*Exercise:* Please print every record below exactly as it appears.

*Given records:*
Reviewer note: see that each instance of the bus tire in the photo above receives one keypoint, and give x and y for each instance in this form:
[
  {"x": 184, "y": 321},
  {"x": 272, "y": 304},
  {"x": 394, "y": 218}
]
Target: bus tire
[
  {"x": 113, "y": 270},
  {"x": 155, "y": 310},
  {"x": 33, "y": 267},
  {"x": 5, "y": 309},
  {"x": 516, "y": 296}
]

*Result of the task:*
Reviewer note: see that each instance of the bus tire in the photo above receives one keypoint, and give x and y for each instance in this form:
[
  {"x": 184, "y": 321},
  {"x": 272, "y": 304},
  {"x": 394, "y": 218}
]
Target: bus tire
[
  {"x": 113, "y": 270},
  {"x": 155, "y": 310},
  {"x": 33, "y": 267},
  {"x": 5, "y": 309},
  {"x": 516, "y": 296}
]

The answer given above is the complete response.